Exercise description → Please change "dress strap" to "shoulder strap" in the data from the line with "Trace the outline of every instance of the dress" up to and including the line with "M 174 81 L 178". Return only those lines, with nothing else altered.

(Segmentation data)
* * * *
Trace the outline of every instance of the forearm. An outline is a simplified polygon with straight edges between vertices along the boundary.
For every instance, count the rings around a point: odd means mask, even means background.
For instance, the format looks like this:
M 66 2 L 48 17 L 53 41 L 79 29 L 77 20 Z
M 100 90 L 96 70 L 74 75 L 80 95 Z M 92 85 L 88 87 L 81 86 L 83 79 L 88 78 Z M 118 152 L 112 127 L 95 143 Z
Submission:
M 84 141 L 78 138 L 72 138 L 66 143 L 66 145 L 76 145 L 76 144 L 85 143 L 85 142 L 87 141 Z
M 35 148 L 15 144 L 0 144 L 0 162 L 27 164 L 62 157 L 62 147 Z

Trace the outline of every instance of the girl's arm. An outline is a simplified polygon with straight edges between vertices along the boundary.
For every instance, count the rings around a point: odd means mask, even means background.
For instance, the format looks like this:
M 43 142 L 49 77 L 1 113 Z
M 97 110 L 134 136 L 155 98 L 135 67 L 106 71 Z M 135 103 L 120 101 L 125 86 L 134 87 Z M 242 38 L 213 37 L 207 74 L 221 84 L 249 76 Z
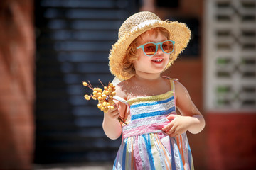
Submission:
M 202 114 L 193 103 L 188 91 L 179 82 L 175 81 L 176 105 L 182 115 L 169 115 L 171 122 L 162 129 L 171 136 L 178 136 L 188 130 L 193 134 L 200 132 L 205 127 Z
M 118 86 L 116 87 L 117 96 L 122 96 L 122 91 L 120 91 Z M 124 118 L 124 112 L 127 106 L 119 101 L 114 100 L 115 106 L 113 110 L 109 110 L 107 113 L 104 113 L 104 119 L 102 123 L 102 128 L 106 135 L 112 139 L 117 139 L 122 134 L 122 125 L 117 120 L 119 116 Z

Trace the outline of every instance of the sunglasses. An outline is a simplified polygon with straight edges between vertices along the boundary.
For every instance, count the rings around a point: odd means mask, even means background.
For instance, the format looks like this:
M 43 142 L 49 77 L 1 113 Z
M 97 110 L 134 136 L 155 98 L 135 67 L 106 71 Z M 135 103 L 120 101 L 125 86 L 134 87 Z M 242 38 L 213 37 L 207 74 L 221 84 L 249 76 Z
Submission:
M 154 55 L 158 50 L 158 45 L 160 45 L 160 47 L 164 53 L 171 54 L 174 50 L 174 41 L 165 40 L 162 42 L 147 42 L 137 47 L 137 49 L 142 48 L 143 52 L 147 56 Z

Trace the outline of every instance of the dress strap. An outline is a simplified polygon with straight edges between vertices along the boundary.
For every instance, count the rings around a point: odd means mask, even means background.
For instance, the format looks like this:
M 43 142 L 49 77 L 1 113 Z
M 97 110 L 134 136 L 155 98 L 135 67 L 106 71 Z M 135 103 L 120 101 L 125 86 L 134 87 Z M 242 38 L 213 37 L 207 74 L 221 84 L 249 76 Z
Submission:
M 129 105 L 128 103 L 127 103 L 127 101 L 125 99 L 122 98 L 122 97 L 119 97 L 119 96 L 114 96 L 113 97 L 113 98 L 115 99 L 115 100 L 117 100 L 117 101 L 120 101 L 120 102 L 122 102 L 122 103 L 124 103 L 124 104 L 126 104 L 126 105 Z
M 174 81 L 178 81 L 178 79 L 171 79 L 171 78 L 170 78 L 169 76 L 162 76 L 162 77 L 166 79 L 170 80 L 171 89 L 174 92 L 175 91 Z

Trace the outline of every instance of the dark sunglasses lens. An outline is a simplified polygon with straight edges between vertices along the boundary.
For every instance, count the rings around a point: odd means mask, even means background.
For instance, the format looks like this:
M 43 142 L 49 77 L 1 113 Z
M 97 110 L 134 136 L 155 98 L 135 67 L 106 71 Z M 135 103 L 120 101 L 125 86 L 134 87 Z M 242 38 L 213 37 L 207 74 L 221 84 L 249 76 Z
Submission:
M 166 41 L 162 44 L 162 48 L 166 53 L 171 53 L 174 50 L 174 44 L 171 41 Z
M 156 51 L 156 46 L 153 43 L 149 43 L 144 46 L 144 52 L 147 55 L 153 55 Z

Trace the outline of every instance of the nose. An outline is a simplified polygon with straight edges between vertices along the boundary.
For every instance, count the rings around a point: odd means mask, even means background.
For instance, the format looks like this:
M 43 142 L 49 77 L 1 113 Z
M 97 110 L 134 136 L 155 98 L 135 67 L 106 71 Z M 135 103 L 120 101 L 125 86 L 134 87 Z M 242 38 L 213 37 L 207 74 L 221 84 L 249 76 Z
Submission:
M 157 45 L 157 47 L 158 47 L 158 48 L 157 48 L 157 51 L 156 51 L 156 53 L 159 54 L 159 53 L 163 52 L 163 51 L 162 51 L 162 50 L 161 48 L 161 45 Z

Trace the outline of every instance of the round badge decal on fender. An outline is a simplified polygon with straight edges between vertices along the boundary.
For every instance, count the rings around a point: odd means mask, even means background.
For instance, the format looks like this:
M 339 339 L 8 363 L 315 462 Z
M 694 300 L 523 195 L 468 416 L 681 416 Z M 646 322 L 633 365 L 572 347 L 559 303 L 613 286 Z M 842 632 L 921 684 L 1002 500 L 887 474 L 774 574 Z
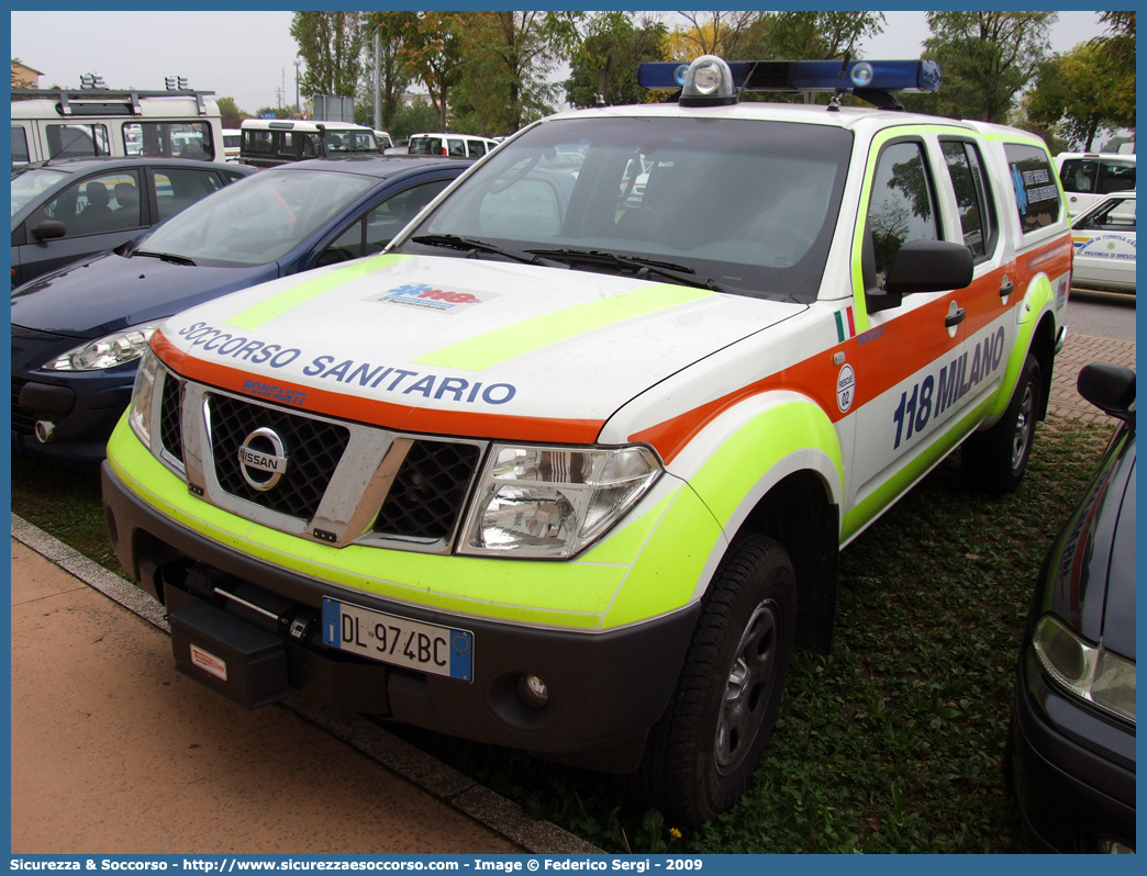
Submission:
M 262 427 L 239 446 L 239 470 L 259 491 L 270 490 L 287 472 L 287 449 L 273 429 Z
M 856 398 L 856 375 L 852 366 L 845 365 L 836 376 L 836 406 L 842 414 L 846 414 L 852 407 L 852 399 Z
* * * *
Solved problem →
Trace the outline of every instance of the shoulder strap. An outline is a simplified polygon with straight edges between vertices along the boundary.
For every instance, count the rings around a point: odd means mask, even means background.
For instance, the format looks like this:
M 43 142 L 49 77 L 1 113 Z
M 97 110 L 134 136 L 155 98 L 135 67 L 106 71 Z M 135 103 L 120 101 L 125 86 L 134 87 Z M 242 38 L 213 37 L 207 74 L 221 84 L 249 76 Z
Submission:
M 129 105 L 128 103 L 127 103 L 127 101 L 125 99 L 122 98 L 122 97 L 119 97 L 119 96 L 114 96 L 113 97 L 113 98 L 115 99 L 115 100 L 117 100 L 117 101 L 120 101 L 120 102 L 122 102 L 122 103 L 124 103 L 124 104 L 126 104 L 126 105 Z
M 174 81 L 178 81 L 178 79 L 171 79 L 171 78 L 170 78 L 169 76 L 162 76 L 162 77 L 166 79 L 170 80 L 171 89 L 174 92 L 175 91 Z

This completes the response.